- [DATA FOR REVIEW]:

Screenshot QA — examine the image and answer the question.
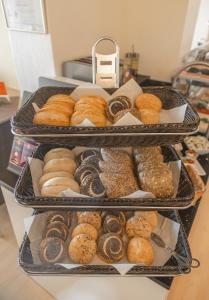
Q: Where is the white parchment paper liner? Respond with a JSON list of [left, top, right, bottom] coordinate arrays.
[[24, 211, 180, 275], [32, 78, 187, 126], [28, 146, 181, 199]]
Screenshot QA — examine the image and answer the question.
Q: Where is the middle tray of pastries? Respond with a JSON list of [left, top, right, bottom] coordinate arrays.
[[15, 144, 194, 209], [19, 210, 193, 276]]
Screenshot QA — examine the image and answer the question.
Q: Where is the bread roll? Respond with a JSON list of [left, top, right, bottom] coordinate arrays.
[[71, 111, 106, 127], [134, 211, 158, 229], [72, 223, 98, 240], [126, 216, 152, 239], [33, 110, 70, 126], [43, 158, 77, 174], [139, 109, 160, 124], [74, 102, 105, 114], [127, 237, 154, 265], [46, 94, 75, 107], [41, 177, 80, 196], [68, 234, 96, 264], [39, 171, 74, 188], [78, 95, 106, 107], [135, 93, 162, 112], [43, 103, 74, 115], [44, 148, 75, 163]]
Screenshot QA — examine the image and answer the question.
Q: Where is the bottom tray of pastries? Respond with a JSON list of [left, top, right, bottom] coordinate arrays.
[[19, 210, 192, 276]]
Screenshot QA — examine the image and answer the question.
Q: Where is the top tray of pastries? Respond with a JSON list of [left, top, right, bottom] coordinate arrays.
[[33, 93, 163, 127], [12, 85, 199, 146]]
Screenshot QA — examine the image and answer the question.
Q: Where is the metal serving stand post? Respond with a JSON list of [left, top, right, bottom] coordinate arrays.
[[92, 36, 120, 88]]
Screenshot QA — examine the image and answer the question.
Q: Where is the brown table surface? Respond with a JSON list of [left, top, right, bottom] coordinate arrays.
[[0, 88, 19, 125]]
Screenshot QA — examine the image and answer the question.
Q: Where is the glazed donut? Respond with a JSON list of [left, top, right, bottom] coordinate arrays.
[[43, 221, 69, 241], [39, 237, 65, 264], [97, 233, 124, 263], [103, 215, 123, 235], [76, 149, 102, 165], [80, 174, 106, 198], [47, 211, 72, 227]]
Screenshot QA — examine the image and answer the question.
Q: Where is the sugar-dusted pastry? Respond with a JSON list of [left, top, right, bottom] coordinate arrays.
[[134, 146, 162, 157], [44, 148, 75, 164], [77, 211, 101, 230], [138, 108, 160, 124], [99, 160, 130, 174], [134, 146, 163, 167], [68, 234, 96, 264], [101, 211, 126, 226], [39, 237, 65, 264], [127, 237, 154, 265], [43, 158, 77, 174], [126, 216, 152, 239], [72, 223, 98, 240], [103, 215, 123, 235], [43, 220, 68, 241], [97, 233, 124, 263], [135, 93, 162, 112], [47, 211, 72, 227], [39, 171, 74, 188], [134, 211, 158, 230], [100, 172, 138, 198], [80, 174, 106, 197], [101, 148, 133, 167], [139, 166, 174, 198], [41, 177, 80, 197], [137, 160, 165, 173]]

- [TRY IT]: Restate the material above word for word, so that nothing changes except that the pictures are gone.

- [TASK OUTPUT]:
Screenshot QA — examine the image and answer the question.
Q: Where is the white parchment paper liner? Respond with a JSON list of [left, top, right, bottom] coordinate arrays.
[[24, 211, 180, 275], [32, 78, 187, 126], [28, 146, 181, 199]]
Screenshot QA — examine the image and answer the question.
Q: Where is the middle tray of pastries? Respond with a JSON list of [left, top, right, bottom] coordinate arrays.
[[15, 144, 194, 209], [19, 210, 193, 276]]
Screenshot QA — examine the image and answer the question.
Q: Where is the bread roll? Respond with a JSON list of [left, top, right, bottom] coordinate arrays.
[[71, 111, 106, 127], [134, 211, 158, 229], [72, 223, 98, 240], [126, 216, 152, 239], [33, 110, 70, 126], [43, 158, 77, 174], [139, 109, 160, 124], [74, 102, 105, 114], [127, 237, 154, 265], [46, 94, 75, 107], [41, 177, 80, 196], [68, 234, 96, 264], [39, 171, 74, 188], [78, 95, 106, 107], [135, 93, 162, 112], [43, 103, 74, 115], [44, 148, 75, 163]]
Screenshot QA — examine the image and answer the question.
Q: Where is the bottom tray of pastries? Respond with a JSON list of [left, top, right, bottom] coordinate arrays.
[[19, 210, 192, 276]]
Screenshot QA — examine the image and answer the question.
Q: Where is the top tray of pastries? Respond with a JSON list of [left, top, right, bottom] coordinate arrays.
[[33, 93, 163, 127], [12, 85, 199, 146]]
Screenshot QA — examine the image and answer the question.
Q: Where is the metal serving stand post? Respond with a JSON list of [left, top, right, bottom] coordinate arrays.
[[92, 36, 120, 88]]
Screenshot QA — examine the image and answer the question.
Q: Where is the brown table surface? Respond with a JSON list of [left, top, right, bottom] coordinate arrays.
[[0, 88, 19, 125]]
Screenshot QA — examine the image and answer the question.
Q: Where is the glazed donut? Respond with a JSON list of [left, top, right, bottom] coordinate arrays.
[[43, 221, 69, 241], [39, 237, 65, 264], [97, 233, 124, 263], [103, 215, 123, 235], [76, 149, 102, 165], [80, 174, 106, 198], [47, 211, 72, 227]]
Screenshot QA — examine the image and answer the question.
Q: Where is the sugar-dusted pastry? Respond with a JSON list of [left, top, right, bottom] coordinate arrays.
[[134, 146, 162, 157], [44, 148, 75, 164], [77, 211, 101, 230], [138, 108, 160, 124], [99, 160, 130, 174], [134, 146, 163, 167], [68, 234, 96, 264], [101, 211, 126, 226], [39, 237, 65, 264], [127, 237, 154, 265], [43, 158, 77, 174], [126, 216, 152, 239], [72, 223, 98, 240], [103, 215, 123, 235], [43, 220, 68, 241], [97, 233, 124, 263], [135, 93, 162, 112], [47, 211, 72, 227], [39, 171, 74, 188], [134, 211, 158, 230], [100, 172, 138, 198], [80, 174, 106, 197], [101, 148, 133, 167], [139, 166, 174, 198], [41, 177, 80, 197], [137, 160, 165, 173]]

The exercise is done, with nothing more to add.